DIRECTIVE: Render every line of the records below as a numbered list, skipping blank lines and omitting the pictures.

DATA LINES:
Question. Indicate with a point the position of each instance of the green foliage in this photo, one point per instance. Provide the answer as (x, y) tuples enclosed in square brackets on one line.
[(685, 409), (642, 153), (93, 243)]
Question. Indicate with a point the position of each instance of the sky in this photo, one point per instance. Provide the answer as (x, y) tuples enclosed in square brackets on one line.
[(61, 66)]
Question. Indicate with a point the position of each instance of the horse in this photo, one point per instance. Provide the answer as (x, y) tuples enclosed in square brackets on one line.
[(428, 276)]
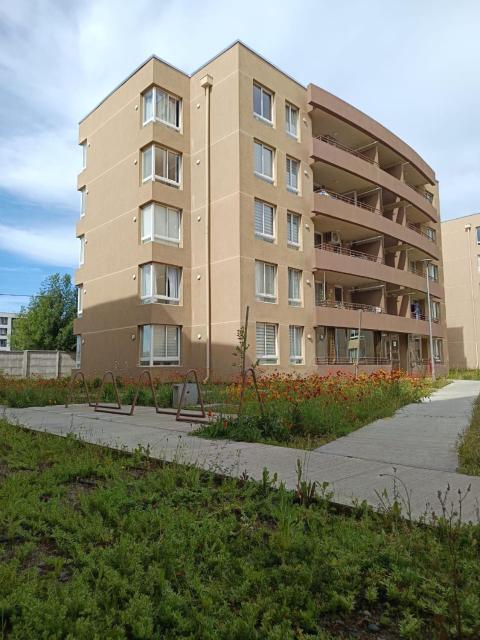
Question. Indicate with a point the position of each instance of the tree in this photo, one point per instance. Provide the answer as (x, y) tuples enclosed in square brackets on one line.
[(47, 322)]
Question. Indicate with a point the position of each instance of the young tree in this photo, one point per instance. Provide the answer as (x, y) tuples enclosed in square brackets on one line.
[(47, 322)]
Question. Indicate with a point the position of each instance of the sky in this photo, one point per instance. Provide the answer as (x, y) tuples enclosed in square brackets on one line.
[(412, 65)]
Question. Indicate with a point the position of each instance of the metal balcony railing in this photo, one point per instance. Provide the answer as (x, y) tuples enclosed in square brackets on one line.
[(337, 196), (334, 248), (339, 145)]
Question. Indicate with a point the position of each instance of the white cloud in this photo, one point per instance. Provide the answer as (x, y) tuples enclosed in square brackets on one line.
[(56, 246)]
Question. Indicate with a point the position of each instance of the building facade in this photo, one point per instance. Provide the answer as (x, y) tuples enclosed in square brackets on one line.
[(236, 186), (461, 255), (6, 324)]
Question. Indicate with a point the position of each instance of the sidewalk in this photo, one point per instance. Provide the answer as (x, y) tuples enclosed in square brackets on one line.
[(419, 441)]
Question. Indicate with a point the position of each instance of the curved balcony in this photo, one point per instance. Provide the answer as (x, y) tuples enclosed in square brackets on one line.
[(339, 207), (329, 103), (324, 150), (345, 314), (341, 260)]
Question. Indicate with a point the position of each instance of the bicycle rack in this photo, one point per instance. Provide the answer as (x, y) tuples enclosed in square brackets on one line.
[(242, 391), (78, 374)]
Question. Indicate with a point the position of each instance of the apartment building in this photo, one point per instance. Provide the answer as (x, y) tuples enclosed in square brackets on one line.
[(461, 257), (237, 186), (6, 324)]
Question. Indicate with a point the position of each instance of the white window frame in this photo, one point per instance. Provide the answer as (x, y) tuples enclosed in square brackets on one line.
[(83, 201), (291, 130), (81, 259), (78, 353), (79, 300), (263, 235), (295, 302), (147, 231), (260, 174), (262, 296), (265, 358), (261, 116), (155, 117), (289, 163), (160, 361), (152, 175), (297, 331), (152, 296), (291, 216)]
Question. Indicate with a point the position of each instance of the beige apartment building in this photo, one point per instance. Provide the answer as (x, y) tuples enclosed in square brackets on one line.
[(461, 255), (237, 186)]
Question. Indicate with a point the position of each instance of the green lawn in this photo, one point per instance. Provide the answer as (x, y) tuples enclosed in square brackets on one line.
[(96, 544)]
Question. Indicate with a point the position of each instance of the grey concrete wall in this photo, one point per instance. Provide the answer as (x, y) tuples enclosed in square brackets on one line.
[(43, 364)]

WRITTEN RESPONSE:
1. Question. Indicate with a point the position of each instance of the green foliage in this photo, one point per instance. Provide the answer as (x, y) tuples enclosed in square brackets on one line.
2. [(685, 409), (642, 153), (93, 243)]
3. Question. Indicate with a point the position of each instance of the sky in this photo, one point per instance. Provide the answer as (x, y) tuples enclosed in square brackets on one line.
4. [(61, 66)]
5. Question. Indicate with a point the position of each instance of the horse in this photo, one point per instance. Provide the answer as (x, y) tuples enclosed in square brackets on one line.
6. [(428, 276)]
7. Question. Indicate with a point the position of each instance of the tree in this photo, one point per instance. Provide the answer as (x, y) tuples enclosed in square brackets on one line.
8. [(47, 322)]
9. Question. Indicate with a point the position of each instance of the young tree in this photo, one point per instance. Provide the answer as (x, y) tuples enclosed in square brackets on one line.
10. [(47, 322)]
11. Question. Indicate with a point the position of each instance of the sky in this photo, one point per instance. Provide the answer as (x, y) tuples enclosed in square brackets on one line.
12. [(412, 65)]
13. Question. Indicate with a point the position of each instance of the metal balcony railing in this photo, one point per instance. Provide the answer as (x, y) tuples enclosed in square brackets on one line.
14. [(337, 196), (334, 248), (339, 145)]
15. Question. Indicate with a point the position of each instance of the white cloud in this photo, one point per instance. Provide the answer as (x, y) tuples enclosed in square brackets on one line.
16. [(56, 246)]
17. Question. Indicate with a point the position of each instance of the building facade in this photo, one point per instance. Provide the answer as (x, y) tuples enclosed in square brackets on one line.
18. [(236, 186), (461, 255), (6, 324)]
19. Question. Indicate with a point the position of each instance of the sidewalk in this photo, one point per instance. Provide the answer as (x, y) tuples enclosed in square brackets on one line.
20. [(419, 441)]
21. Question. Indicate with a point the position of each instance of the curved balcony in this photo, one point per instance. Provide the answer as (x, y) tuples enclosed in square brackets on one line.
22. [(339, 207), (329, 103), (324, 150), (345, 314), (341, 260)]
23. Question. Indicate with a point the position of each instance of the bicycle rack in this photo, one point per instance. Provide the answer as (x, y) tuples enclosed in square brackets on one line.
24. [(242, 391), (78, 374)]
25. Question. Indicate with a point the position of each instance of the apartment building in this photo, one point per instance. Provide the answer as (x, y) tuples enclosed in square brackets on one line.
26. [(461, 257), (237, 186), (6, 324)]
27. Question. Indicate with a point the position of each instance of the white window frame in this photo, one point per instance. Provide the answer as (x, y) tuples enclosed in square brackets on one line.
28. [(83, 201), (291, 130), (81, 259), (78, 353), (79, 300), (263, 235), (295, 302), (147, 231), (260, 174), (262, 296), (265, 358), (261, 116), (155, 117), (289, 163), (160, 361), (152, 175), (297, 331), (152, 296), (291, 216)]
29. Question. Indicate with a point the position of each instance of the beige apartment building in this photo, one point per instance. Provide the answer as (x, y) tuples enclosed in square brackets on one line.
30. [(461, 255), (237, 186)]
31. Question. Indicate with a point the position of each instance of the green lawn in this photo, one point per instance. Provide the answer as (x, y) tuples enclosed in square brackets on one line.
32. [(96, 544)]
33. Question. Indicate with a point the position of each instance of the grey concrete wall in this photo, one point per instance. Provide the answer as (x, y) tuples enclosed in square brackets on one line.
34. [(43, 364)]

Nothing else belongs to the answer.